[DOCUMENT TEXT]
* * * * * * * * *

St Croix July 28th. 1784.

My dear Sir

After a long long Chasm in Our Epistolary Intercourse, I received your favour of the 17th. of May1 last by the hands of Mr. Beekman.2 That Gentleman’s General Account of you has given me, & your other friends here, a vast deal of pleasure. For, believe me, I have always had a just & secret pride in having Advised you to go to America, & in having recommended you to Some of my old friends there; Since you have not only Answered, but even far Exceeded, our most Sanguine hopes & Expectations. I am glad to find that your popularity increases, & that your fine talents are coming into play, in a way that Contributes so much to your own honour & Emolument, & to the Good of the public. Perhaps Camps & marches & the hardy deeds of War, may have a little fortified & Steel’d your Constitution (which used to be rather delicate & frail). But be Ware you do not enfeeble & impair it again, by plunging into intense Studies, & the anxieties of the Bar: For I know your laudible Ambition to Excell, & that you will Strain Every Nerve to be among the first of your profession. And, great as your talent are, I should imagine that the accurate Study of So Complex & Voluminous a Science as the law, & Acquireing all the habits of a pleader, would cost you a deal of Labour.

Your Matrimonial Connection, I should think, might Enable you to live at your ease (I do not mean the Otium ingloriosum, but the otium honestum) As a Gentleman of Independent fortune, & to pursue Studies more pleasing to yourself & perhaps more profitable to the Common-wealth, & to posterity. You guess at the meaning of this hint. But you are certainly a better Judge of the propriety & Expediency of your present pursuits, than I can possibly be.

I sincerely wish you joy of your fine boy, & hope he may inherit all the powers & Virtues of his father, & of his amiable mother, who was not, I presume, born when I left the Continent. May every Species of happiness attend & beatify your Self & dear family! This is indeed a Cheap Offering, but it is a very cordial & Sincere one; & Who knows but it may be heard in heaven?

* * * * * * * * *

[THE REQUEST] Reproduce, word for word, the part of the letter that opens with the words containing "Your Matrimonial Connection, I" and closes with "can possibly be.".

* * * * * * * * *

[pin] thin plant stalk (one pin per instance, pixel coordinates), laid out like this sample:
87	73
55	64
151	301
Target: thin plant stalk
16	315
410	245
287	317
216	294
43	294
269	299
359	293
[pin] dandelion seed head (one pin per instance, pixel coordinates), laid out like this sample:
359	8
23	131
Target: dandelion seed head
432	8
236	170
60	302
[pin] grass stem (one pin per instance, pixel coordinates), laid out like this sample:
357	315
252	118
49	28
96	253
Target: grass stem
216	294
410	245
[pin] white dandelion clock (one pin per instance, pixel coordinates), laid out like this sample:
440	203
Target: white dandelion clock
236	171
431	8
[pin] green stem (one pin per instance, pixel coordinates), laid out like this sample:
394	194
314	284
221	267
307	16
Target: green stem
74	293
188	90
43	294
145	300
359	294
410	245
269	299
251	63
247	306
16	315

* * * * * * * * *

[EXERCISE RESPONSE]
Your Matrimonial Connection, I should think, might Enable you to live at your ease (I do not mean the Otium ingloriosum, but the otium honestum) As a Gentleman of Independent fortune, & to pursue Studies more pleasing to yourself & perhaps more profitable to the Common-wealth, & to posterity. You guess at the meaning of this hint. But you are certainly a better Judge of the propriety & Expediency of your present pursuits, than I can possibly be.